> **Work instructions**: Restate the listing below line for line and word for word, without the pictures.

> **Record set**:
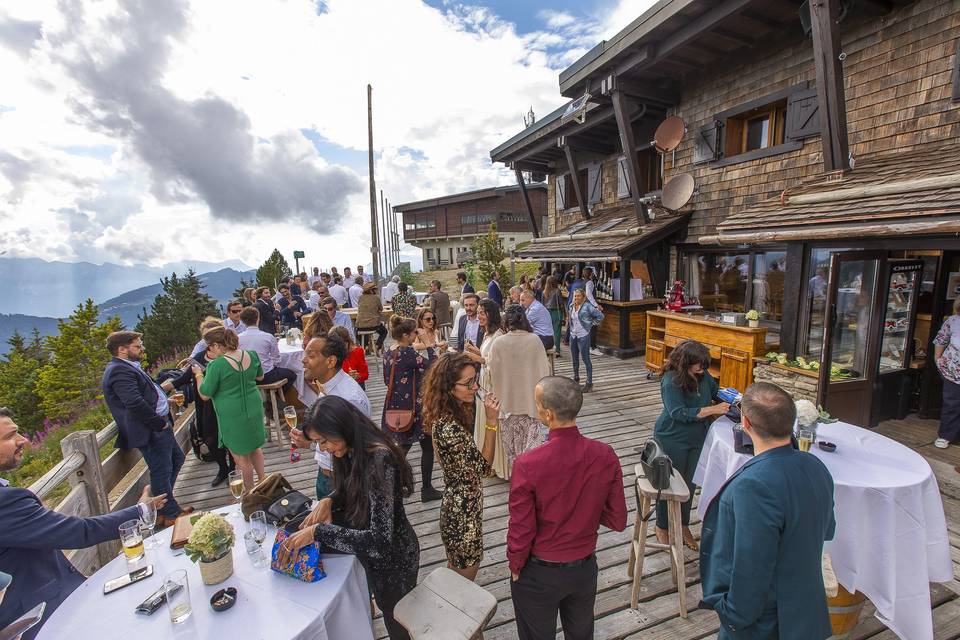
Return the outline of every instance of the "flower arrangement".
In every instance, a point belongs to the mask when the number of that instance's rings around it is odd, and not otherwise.
[[[747,320],[759,320],[759,319],[760,319],[759,311],[757,311],[756,309],[750,309],[750,311],[747,311]]]
[[[820,411],[816,405],[806,399],[797,400],[797,426],[801,429],[809,429],[816,426],[820,421]]]
[[[193,525],[184,550],[193,562],[213,562],[233,547],[233,527],[217,513],[205,513]]]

> **Solution**:
Return the outline of every instance of the "flower arrangement".
In every instance, a point belongs to the mask when the number of that instance's rings around it is odd, and not otherwise.
[[[747,320],[759,320],[759,319],[760,319],[759,311],[757,311],[756,309],[750,309],[750,311],[747,311]]]
[[[820,411],[816,405],[806,399],[797,400],[797,426],[801,429],[809,429],[816,426],[820,421]]]
[[[193,525],[184,550],[193,562],[213,562],[233,547],[233,527],[217,513],[205,513]]]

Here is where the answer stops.